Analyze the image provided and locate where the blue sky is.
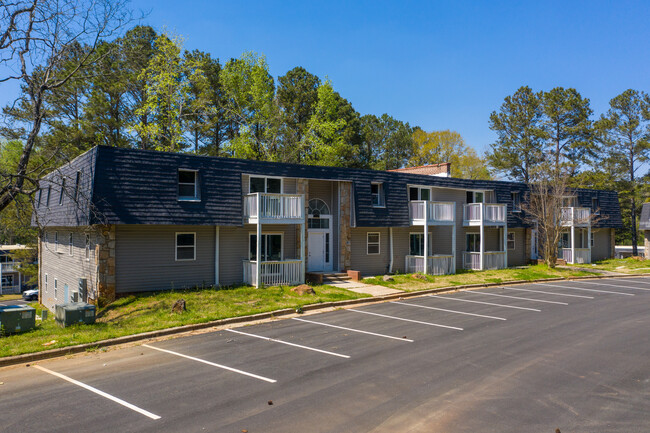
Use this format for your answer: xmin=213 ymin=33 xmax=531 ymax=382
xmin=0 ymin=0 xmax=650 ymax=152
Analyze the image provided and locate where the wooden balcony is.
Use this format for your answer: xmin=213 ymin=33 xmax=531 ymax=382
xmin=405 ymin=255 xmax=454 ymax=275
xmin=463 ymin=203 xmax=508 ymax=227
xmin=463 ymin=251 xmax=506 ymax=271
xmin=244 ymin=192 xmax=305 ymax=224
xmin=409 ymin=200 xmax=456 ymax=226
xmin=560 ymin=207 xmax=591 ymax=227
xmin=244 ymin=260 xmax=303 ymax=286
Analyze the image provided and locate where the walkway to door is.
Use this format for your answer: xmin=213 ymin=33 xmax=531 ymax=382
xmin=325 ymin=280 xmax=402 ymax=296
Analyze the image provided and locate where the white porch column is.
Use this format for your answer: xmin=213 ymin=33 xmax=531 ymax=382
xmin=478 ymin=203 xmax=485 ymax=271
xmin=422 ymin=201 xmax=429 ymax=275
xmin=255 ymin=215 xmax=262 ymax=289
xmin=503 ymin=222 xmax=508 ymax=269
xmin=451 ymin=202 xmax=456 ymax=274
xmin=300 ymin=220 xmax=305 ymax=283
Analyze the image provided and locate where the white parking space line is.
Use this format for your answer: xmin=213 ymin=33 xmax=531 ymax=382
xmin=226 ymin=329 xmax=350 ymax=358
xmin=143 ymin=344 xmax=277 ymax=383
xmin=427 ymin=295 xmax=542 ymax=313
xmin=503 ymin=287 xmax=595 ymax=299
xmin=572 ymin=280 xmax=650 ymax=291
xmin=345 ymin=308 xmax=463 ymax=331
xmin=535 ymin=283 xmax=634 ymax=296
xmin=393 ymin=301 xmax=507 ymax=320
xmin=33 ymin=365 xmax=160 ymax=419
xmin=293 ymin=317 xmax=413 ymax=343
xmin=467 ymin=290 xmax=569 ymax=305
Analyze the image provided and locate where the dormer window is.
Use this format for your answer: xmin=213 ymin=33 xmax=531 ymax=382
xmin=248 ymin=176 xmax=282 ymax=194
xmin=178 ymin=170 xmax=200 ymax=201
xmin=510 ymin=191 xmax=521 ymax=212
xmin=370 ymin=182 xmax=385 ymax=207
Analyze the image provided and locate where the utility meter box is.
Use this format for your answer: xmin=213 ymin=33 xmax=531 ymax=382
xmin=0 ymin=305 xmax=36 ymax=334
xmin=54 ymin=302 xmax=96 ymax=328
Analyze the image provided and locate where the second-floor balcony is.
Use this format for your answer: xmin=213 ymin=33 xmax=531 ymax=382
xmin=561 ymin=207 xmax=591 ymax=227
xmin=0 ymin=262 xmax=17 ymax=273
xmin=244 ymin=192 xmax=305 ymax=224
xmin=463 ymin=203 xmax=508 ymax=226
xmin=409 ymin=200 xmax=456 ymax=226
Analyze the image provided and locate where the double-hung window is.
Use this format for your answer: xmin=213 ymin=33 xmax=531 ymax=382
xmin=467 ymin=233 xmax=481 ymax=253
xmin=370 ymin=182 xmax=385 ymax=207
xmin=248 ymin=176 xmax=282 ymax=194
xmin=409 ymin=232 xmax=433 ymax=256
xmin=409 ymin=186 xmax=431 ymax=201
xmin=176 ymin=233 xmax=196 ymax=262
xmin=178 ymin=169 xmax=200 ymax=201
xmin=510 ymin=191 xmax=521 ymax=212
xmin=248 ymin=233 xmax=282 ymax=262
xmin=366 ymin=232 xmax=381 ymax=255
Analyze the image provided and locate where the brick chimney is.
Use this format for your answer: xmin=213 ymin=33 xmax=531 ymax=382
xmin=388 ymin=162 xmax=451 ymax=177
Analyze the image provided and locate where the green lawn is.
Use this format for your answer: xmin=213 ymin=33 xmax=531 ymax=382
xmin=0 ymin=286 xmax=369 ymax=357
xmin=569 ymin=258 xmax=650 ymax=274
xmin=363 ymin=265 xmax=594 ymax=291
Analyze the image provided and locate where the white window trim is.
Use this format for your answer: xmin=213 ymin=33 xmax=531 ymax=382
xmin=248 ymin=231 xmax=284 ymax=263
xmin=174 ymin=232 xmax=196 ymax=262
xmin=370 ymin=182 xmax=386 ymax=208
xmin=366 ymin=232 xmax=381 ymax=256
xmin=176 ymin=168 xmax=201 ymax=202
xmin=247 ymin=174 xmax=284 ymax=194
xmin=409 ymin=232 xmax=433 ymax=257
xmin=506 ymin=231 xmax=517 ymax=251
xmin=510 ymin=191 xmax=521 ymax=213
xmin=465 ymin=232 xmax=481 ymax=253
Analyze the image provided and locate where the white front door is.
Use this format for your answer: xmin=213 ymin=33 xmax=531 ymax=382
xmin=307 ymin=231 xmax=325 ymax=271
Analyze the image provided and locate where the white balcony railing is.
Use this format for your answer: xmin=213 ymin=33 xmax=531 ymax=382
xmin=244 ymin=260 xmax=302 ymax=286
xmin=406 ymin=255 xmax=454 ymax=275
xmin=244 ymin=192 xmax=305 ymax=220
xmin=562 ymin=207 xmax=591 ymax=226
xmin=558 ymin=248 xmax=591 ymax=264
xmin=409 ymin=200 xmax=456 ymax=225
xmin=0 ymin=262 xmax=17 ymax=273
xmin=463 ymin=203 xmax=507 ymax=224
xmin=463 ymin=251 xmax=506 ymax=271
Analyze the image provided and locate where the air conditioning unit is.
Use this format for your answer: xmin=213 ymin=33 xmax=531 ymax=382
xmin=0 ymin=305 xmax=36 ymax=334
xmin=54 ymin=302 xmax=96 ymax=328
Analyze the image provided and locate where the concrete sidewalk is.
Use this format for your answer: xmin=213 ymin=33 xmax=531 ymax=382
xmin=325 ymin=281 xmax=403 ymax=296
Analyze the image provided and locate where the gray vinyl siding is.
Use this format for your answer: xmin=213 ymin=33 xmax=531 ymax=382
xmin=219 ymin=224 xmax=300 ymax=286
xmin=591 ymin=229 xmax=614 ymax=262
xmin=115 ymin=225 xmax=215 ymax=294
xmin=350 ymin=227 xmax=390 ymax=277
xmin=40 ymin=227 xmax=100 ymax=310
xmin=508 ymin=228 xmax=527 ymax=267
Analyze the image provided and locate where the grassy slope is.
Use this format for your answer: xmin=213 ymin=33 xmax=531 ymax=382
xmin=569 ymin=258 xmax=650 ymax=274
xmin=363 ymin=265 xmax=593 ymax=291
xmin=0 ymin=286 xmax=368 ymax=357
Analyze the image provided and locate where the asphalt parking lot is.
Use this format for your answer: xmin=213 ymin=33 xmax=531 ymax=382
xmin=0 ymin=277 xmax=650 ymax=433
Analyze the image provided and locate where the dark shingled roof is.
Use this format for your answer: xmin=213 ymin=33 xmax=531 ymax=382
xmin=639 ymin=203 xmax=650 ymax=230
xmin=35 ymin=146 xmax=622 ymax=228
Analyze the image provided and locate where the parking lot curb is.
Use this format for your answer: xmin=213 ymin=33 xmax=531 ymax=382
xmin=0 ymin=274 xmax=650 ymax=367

----------------

- Objective -
Copy all of the rows above word for word, but leave the pictures out of your copy.

- Finished answer -
Analyze the image provided and locate where the blue sky is.
Use this format for your answer: xmin=213 ymin=33 xmax=531 ymax=382
xmin=0 ymin=0 xmax=650 ymax=152
Analyze the image provided and locate where the wooden balcony is.
Use this format for your answer: xmin=213 ymin=33 xmax=531 ymax=382
xmin=405 ymin=255 xmax=454 ymax=275
xmin=463 ymin=203 xmax=508 ymax=227
xmin=463 ymin=251 xmax=506 ymax=271
xmin=244 ymin=192 xmax=305 ymax=224
xmin=409 ymin=200 xmax=456 ymax=226
xmin=560 ymin=207 xmax=591 ymax=227
xmin=244 ymin=260 xmax=303 ymax=286
Analyze the image provided and locate where the walkway to door is.
Use this format for your answer: xmin=213 ymin=33 xmax=531 ymax=382
xmin=325 ymin=280 xmax=402 ymax=296
Analyze the image provided and locate where the white porch column is.
Use this format for your answer: xmin=213 ymin=33 xmax=531 ymax=382
xmin=478 ymin=203 xmax=485 ymax=271
xmin=422 ymin=201 xmax=429 ymax=275
xmin=255 ymin=215 xmax=262 ymax=289
xmin=503 ymin=222 xmax=508 ymax=269
xmin=451 ymin=202 xmax=456 ymax=274
xmin=300 ymin=220 xmax=305 ymax=283
Analyze the image provided and locate where the white parking space line is.
Use this format for your answer: xmin=213 ymin=33 xmax=531 ymax=382
xmin=226 ymin=329 xmax=350 ymax=358
xmin=143 ymin=344 xmax=277 ymax=383
xmin=427 ymin=295 xmax=542 ymax=313
xmin=503 ymin=287 xmax=595 ymax=299
xmin=572 ymin=280 xmax=650 ymax=291
xmin=345 ymin=308 xmax=463 ymax=331
xmin=535 ymin=283 xmax=634 ymax=296
xmin=393 ymin=301 xmax=507 ymax=320
xmin=33 ymin=365 xmax=160 ymax=419
xmin=293 ymin=317 xmax=413 ymax=343
xmin=467 ymin=290 xmax=569 ymax=305
Analyze the image provided and locate where the dormer window is.
Use this format for your answer: xmin=213 ymin=33 xmax=531 ymax=382
xmin=248 ymin=176 xmax=282 ymax=194
xmin=178 ymin=170 xmax=200 ymax=201
xmin=510 ymin=191 xmax=521 ymax=212
xmin=370 ymin=182 xmax=385 ymax=207
Analyze the image provided and locate where the utility meter box is.
Use this format for your answer: xmin=213 ymin=33 xmax=531 ymax=382
xmin=0 ymin=305 xmax=36 ymax=334
xmin=54 ymin=302 xmax=96 ymax=328
Analyze the image provided and locate where the second-floor balcony is.
Use this format for your answer: xmin=213 ymin=33 xmax=531 ymax=382
xmin=561 ymin=207 xmax=591 ymax=227
xmin=0 ymin=262 xmax=17 ymax=273
xmin=244 ymin=192 xmax=305 ymax=224
xmin=463 ymin=203 xmax=508 ymax=226
xmin=409 ymin=200 xmax=456 ymax=226
Analyze the image provided and locate where the double-hung window is.
Use this format for your answer: xmin=213 ymin=33 xmax=531 ymax=382
xmin=467 ymin=233 xmax=481 ymax=253
xmin=370 ymin=182 xmax=385 ymax=207
xmin=248 ymin=176 xmax=282 ymax=194
xmin=409 ymin=232 xmax=433 ymax=256
xmin=409 ymin=186 xmax=431 ymax=201
xmin=176 ymin=233 xmax=196 ymax=262
xmin=178 ymin=169 xmax=200 ymax=201
xmin=510 ymin=191 xmax=521 ymax=212
xmin=248 ymin=233 xmax=282 ymax=262
xmin=366 ymin=232 xmax=381 ymax=255
Analyze the image provided and locate where the brick chimney is.
Use this format for your answer: xmin=213 ymin=33 xmax=531 ymax=382
xmin=388 ymin=162 xmax=451 ymax=177
Analyze the image provided and locate where the green lawn is.
Use this format for your answer: xmin=213 ymin=33 xmax=531 ymax=382
xmin=0 ymin=286 xmax=369 ymax=357
xmin=569 ymin=258 xmax=650 ymax=274
xmin=363 ymin=265 xmax=594 ymax=291
Analyze the image provided and locate where the white window trim is.
Use this format for your answer: xmin=213 ymin=33 xmax=531 ymax=382
xmin=248 ymin=231 xmax=284 ymax=263
xmin=174 ymin=232 xmax=196 ymax=262
xmin=370 ymin=182 xmax=386 ymax=208
xmin=366 ymin=232 xmax=381 ymax=256
xmin=176 ymin=168 xmax=201 ymax=202
xmin=247 ymin=174 xmax=284 ymax=194
xmin=409 ymin=232 xmax=433 ymax=257
xmin=506 ymin=231 xmax=517 ymax=251
xmin=510 ymin=191 xmax=521 ymax=213
xmin=465 ymin=232 xmax=481 ymax=253
Analyze the image provided and locate where the white front door is.
Use this format for your answer: xmin=213 ymin=33 xmax=531 ymax=382
xmin=307 ymin=231 xmax=325 ymax=271
Analyze the image provided and locate where the white balcony railing is.
Use this format for your answer: xmin=213 ymin=33 xmax=531 ymax=382
xmin=244 ymin=260 xmax=302 ymax=286
xmin=406 ymin=255 xmax=454 ymax=275
xmin=244 ymin=192 xmax=305 ymax=220
xmin=562 ymin=207 xmax=591 ymax=226
xmin=558 ymin=248 xmax=591 ymax=264
xmin=409 ymin=200 xmax=456 ymax=225
xmin=0 ymin=262 xmax=17 ymax=273
xmin=463 ymin=203 xmax=507 ymax=224
xmin=463 ymin=251 xmax=506 ymax=271
Analyze the image provided and locate where the air conditioning unit is.
Use this format for your answer: xmin=213 ymin=33 xmax=531 ymax=382
xmin=0 ymin=305 xmax=36 ymax=334
xmin=54 ymin=302 xmax=96 ymax=328
Analyze the image provided and locate where the concrete sidewalk is.
Use this format for your answer: xmin=213 ymin=33 xmax=531 ymax=382
xmin=325 ymin=281 xmax=403 ymax=296
Analyze the image provided and locate where the gray vinyl siding is.
Use this format for your answer: xmin=213 ymin=33 xmax=531 ymax=382
xmin=219 ymin=224 xmax=300 ymax=286
xmin=591 ymin=229 xmax=614 ymax=262
xmin=115 ymin=225 xmax=215 ymax=294
xmin=350 ymin=227 xmax=390 ymax=277
xmin=40 ymin=227 xmax=100 ymax=310
xmin=508 ymin=228 xmax=527 ymax=267
Analyze the image provided and locate where the grassy slope is.
Use this format for your answer: xmin=213 ymin=33 xmax=531 ymax=382
xmin=569 ymin=258 xmax=650 ymax=274
xmin=363 ymin=265 xmax=593 ymax=291
xmin=0 ymin=286 xmax=368 ymax=357
Analyze the image provided and locate where the asphalt parking lot is.
Use this format for your answer: xmin=213 ymin=33 xmax=531 ymax=382
xmin=0 ymin=277 xmax=650 ymax=433
Analyze the image provided and locate where the dark shingled roof is.
Use this format for your answer: xmin=213 ymin=33 xmax=531 ymax=382
xmin=639 ymin=203 xmax=650 ymax=230
xmin=35 ymin=146 xmax=622 ymax=228
Analyze the image provided and locate where the parking lot curb is.
Use this format for your answer: xmin=213 ymin=33 xmax=531 ymax=382
xmin=0 ymin=274 xmax=650 ymax=367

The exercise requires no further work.